Material for this task:
* start *

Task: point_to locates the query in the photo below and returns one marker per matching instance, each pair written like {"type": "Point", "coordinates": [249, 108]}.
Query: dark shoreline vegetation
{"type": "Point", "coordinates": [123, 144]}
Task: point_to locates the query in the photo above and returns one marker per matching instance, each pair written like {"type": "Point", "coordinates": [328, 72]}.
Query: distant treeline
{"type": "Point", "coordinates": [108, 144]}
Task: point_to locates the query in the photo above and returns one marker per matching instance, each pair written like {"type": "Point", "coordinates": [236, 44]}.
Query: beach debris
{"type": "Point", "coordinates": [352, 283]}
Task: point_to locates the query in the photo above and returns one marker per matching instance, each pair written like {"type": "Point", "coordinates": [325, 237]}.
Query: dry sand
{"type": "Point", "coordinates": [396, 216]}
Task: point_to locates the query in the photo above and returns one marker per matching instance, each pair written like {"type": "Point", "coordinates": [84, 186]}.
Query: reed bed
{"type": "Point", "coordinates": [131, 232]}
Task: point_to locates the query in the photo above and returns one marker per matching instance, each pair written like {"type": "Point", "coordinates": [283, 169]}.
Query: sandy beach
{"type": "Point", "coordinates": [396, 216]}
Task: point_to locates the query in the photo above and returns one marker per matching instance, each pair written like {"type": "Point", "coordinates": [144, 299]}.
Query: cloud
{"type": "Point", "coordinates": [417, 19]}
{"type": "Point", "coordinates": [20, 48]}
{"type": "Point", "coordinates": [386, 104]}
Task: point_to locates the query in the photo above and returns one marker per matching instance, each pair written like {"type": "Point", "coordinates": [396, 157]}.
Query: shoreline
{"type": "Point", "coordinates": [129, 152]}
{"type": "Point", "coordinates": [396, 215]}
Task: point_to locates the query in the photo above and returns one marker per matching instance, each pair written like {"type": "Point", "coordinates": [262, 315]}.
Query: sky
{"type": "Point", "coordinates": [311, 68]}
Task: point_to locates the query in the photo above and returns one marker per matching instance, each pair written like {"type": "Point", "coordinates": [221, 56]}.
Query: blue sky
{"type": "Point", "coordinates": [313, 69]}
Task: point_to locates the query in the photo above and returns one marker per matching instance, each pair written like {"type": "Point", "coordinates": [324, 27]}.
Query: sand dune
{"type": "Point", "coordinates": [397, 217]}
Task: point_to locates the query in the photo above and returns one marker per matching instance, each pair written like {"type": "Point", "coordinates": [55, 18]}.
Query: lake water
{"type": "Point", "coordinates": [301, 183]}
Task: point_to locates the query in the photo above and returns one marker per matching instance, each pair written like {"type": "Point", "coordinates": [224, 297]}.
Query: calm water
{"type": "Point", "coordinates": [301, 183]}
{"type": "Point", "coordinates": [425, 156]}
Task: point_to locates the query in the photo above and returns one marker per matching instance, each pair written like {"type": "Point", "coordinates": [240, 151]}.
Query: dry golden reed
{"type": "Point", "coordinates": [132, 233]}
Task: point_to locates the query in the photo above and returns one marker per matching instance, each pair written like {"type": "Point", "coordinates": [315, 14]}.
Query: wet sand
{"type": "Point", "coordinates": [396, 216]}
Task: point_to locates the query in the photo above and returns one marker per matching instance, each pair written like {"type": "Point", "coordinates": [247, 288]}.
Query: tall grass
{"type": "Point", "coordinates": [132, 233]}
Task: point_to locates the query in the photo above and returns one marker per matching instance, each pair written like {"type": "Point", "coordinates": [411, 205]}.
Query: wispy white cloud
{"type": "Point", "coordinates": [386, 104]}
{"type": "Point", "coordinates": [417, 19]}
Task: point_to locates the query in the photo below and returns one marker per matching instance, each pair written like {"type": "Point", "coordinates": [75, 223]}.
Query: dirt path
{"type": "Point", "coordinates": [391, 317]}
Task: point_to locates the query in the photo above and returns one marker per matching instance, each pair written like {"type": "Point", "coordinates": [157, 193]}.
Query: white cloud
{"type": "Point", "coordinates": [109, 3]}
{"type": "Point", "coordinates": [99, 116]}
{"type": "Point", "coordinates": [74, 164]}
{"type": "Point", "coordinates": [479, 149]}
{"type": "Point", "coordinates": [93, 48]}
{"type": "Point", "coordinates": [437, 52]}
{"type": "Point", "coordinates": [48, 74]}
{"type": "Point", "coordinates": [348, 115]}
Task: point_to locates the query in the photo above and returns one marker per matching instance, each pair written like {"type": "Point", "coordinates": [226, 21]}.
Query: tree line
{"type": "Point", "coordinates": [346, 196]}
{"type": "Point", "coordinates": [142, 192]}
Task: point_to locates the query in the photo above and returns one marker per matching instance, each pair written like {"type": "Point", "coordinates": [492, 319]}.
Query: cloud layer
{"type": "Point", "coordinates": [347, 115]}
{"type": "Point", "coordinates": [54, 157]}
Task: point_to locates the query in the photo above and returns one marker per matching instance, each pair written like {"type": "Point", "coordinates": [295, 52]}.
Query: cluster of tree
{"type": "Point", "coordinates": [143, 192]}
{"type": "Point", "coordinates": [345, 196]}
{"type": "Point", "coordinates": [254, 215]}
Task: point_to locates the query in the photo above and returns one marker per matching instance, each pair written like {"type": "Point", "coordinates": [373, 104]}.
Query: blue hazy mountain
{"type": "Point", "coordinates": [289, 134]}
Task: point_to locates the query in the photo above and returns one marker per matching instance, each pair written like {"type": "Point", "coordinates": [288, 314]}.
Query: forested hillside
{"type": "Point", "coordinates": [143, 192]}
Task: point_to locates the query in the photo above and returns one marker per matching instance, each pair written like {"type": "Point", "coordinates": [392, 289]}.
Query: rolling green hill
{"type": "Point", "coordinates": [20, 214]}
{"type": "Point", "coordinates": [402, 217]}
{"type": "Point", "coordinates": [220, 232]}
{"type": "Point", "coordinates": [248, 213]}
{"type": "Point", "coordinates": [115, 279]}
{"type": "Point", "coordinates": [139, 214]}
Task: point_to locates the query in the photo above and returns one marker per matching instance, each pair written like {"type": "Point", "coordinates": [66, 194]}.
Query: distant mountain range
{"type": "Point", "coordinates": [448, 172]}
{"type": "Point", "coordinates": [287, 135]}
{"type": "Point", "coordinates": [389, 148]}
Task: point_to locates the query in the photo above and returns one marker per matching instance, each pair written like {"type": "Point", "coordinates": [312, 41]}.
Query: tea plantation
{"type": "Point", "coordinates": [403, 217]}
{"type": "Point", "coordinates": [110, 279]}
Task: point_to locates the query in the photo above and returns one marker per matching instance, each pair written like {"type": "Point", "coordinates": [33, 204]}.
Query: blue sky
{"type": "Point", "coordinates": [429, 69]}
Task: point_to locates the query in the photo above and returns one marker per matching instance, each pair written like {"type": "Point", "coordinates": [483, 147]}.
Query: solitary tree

* end *

Task requirements: Pick out each line in the items above that contains the word "distant", and copy those lines.

Solution to this exercise:
Query: distant treeline
Query: distant mountain range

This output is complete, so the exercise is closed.